Mention of the Laffer curve frequently pops up in discussions of government budgets. Local politicians announce something like, “We collect $50 million in wage taxes, so we propose to raise the tax rate by 10%, thereby getting an additional $5 million that will balance the budget.
Common sense and experience tells us taxes do not work that way. Raise city wage taxes by 10% and more people will move to the suburbs. Others will find loopholes and exceptions. The $5 million additional money is only the maximum. In reality, it will be something less—maybe much less.
This is where the Laffer curve comes in. How much money will be raised with a tax rate of 0%? Obviously zero. How much money will be raised with a tax rate of 100%? Also zero. Nobody would bother working if all their salary went for taxes. No work = no salary = no taxes. The Laffer curve predicts a sweet spot—a tax rate between zero and 100% that will produce the most revenue before the losses overcome the gains. But it is not a magic predictor. The data has to come from another city or past experience, and how it will play out in a new situation is still only a guess. The important point is recognizing the principle.
--------------------------------------------------
* [WHAT NEEDS TO BE DONE] List each different percentage figure that appears in the Laffer curve passage above.
--------------------------------------------------
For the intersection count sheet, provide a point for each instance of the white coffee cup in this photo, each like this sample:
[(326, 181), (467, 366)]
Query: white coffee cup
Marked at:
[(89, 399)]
--------------------------------------------------
* [WRITTEN ANSWER] 10%, 0%, 100%